• WHAT TO PRODUCE: Copy the lines of the records from the one containing "Show me the bounding box of the crowd" through the one containing "375;0;383;68", inclusive, with no changes.

• MATERIAL SHOWN:
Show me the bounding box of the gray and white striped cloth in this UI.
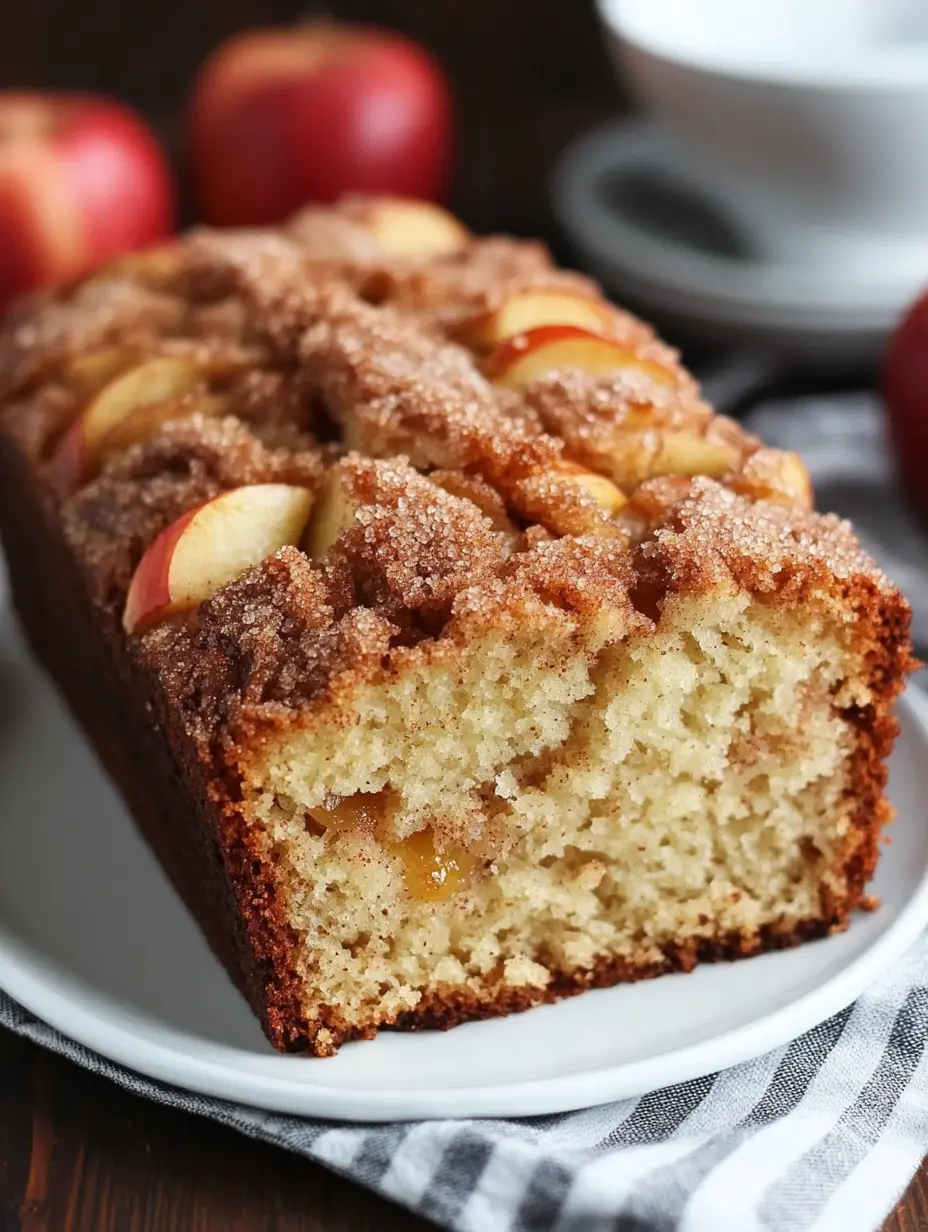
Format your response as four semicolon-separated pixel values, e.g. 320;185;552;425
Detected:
0;397;928;1232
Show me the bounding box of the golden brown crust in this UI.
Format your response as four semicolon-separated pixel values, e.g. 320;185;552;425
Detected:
0;200;912;1053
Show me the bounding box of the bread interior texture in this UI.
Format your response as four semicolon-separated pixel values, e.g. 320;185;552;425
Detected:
246;590;868;1025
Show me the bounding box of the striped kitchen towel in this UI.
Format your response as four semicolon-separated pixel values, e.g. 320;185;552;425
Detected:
0;938;928;1232
0;395;928;1232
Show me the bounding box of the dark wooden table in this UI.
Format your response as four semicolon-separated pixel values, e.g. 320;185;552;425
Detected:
0;1031;928;1232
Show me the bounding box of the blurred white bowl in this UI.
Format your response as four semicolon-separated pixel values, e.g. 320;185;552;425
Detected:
598;0;928;274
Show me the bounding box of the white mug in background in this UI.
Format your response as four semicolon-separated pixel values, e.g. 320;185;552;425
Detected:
599;0;928;272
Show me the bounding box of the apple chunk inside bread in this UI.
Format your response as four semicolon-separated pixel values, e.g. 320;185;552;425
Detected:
0;198;913;1056
135;480;905;1053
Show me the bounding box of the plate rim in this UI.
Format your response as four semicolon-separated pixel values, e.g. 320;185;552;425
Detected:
0;686;928;1124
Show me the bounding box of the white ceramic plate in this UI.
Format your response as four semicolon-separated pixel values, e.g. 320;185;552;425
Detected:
0;591;928;1121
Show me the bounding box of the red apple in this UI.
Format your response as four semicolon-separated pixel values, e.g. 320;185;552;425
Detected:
187;25;452;225
882;293;928;516
122;483;313;633
458;287;615;347
0;92;174;310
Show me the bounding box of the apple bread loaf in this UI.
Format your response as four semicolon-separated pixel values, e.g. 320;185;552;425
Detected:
0;200;912;1056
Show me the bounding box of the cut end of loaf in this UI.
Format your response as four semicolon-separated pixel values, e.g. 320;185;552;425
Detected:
242;581;892;1052
0;198;912;1055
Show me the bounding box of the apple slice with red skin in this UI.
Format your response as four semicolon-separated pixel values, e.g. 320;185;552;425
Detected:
122;483;313;633
457;287;616;350
483;325;674;389
49;355;201;493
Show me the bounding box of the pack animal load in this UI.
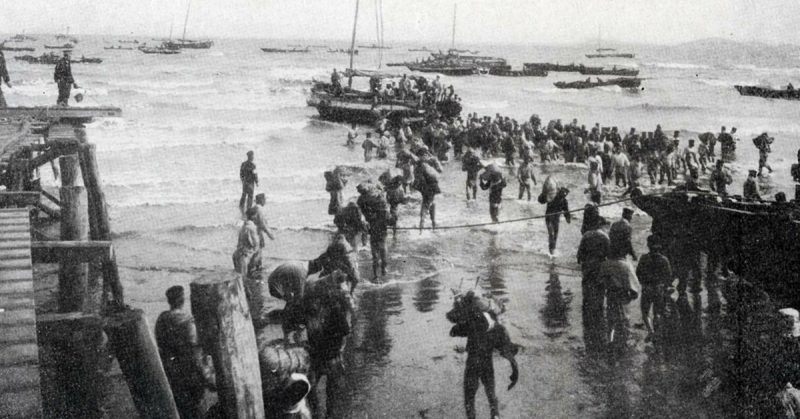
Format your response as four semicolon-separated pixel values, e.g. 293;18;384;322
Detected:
446;290;519;418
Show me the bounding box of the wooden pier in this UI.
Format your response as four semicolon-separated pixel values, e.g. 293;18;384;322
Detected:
0;107;124;418
0;107;264;419
0;208;42;418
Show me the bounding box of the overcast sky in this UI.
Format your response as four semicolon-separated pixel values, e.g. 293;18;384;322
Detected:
0;0;800;44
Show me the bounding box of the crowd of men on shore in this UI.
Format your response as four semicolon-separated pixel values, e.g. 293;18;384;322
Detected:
318;108;780;354
147;106;784;419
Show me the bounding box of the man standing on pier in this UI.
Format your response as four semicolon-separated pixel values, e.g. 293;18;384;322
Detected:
253;193;275;249
239;150;258;213
0;51;11;108
53;49;78;106
155;285;212;419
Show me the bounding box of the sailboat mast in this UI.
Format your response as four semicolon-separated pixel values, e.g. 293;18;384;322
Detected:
450;3;458;49
181;1;192;40
377;0;383;68
347;0;358;87
375;0;383;68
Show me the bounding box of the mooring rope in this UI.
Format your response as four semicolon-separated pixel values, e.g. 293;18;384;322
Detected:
390;191;680;230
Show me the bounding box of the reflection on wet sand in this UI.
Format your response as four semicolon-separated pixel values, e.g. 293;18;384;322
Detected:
414;277;442;313
486;232;506;301
540;264;572;338
580;290;722;418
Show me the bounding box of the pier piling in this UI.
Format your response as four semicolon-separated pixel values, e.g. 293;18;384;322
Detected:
190;273;264;419
105;310;180;419
36;313;104;419
58;154;89;313
75;140;125;307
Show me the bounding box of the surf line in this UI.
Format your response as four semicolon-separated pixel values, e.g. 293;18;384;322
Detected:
397;191;680;231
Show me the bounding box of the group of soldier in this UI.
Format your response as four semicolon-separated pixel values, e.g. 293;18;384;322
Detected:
148;102;772;416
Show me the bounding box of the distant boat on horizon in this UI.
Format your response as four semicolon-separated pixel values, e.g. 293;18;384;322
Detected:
161;2;214;49
358;44;392;49
261;47;311;53
733;84;800;100
6;33;37;42
44;44;75;49
586;25;635;58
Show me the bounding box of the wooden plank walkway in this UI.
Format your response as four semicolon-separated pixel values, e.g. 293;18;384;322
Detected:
0;208;42;418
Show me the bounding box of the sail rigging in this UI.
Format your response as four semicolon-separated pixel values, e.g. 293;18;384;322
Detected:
450;3;458;50
181;1;192;39
347;0;358;87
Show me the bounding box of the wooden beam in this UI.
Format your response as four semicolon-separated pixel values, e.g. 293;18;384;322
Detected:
105;309;180;419
39;189;61;207
189;272;264;419
75;141;125;307
0;106;122;120
0;191;40;207
36;312;105;419
31;241;114;263
30;140;80;169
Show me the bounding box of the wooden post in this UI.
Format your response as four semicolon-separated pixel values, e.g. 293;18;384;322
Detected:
58;155;89;313
36;313;104;419
106;310;180;419
75;138;125;307
190;273;264;419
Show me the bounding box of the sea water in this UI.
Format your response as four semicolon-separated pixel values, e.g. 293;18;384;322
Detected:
4;37;800;418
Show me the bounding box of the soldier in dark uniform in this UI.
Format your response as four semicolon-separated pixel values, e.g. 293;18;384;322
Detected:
0;51;11;108
53;49;78;106
156;286;213;419
239;150;258;213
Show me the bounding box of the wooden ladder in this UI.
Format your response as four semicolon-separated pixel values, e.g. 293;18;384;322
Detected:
0;208;42;418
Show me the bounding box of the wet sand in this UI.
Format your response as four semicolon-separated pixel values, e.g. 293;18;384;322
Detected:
72;203;719;418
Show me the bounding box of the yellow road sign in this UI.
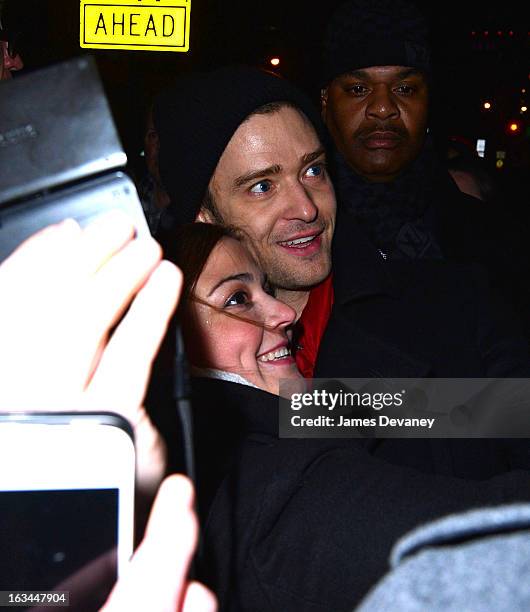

• EXERCISE ANSWER:
Show me the bounding box of the crowd of men on shore in this UI.
Format your response as four semicolon-separated pixel values, e.g. 293;18;384;322
Detected:
318;108;780;354
147;106;784;419
Show me the bounding box of the man standing on pier in this UI.
Format your response as four semicolon-separated pixel values, e.g. 293;18;384;322
Detected:
253;193;275;249
239;150;258;213
0;51;11;108
53;49;78;106
155;285;212;419
Show me the bounding box of the sailboat mast in this UI.
Format your response as four semicolon-separated pixel values, e.g. 293;18;384;322
Detected:
450;3;458;49
181;1;192;40
377;0;383;68
347;0;358;87
375;0;383;68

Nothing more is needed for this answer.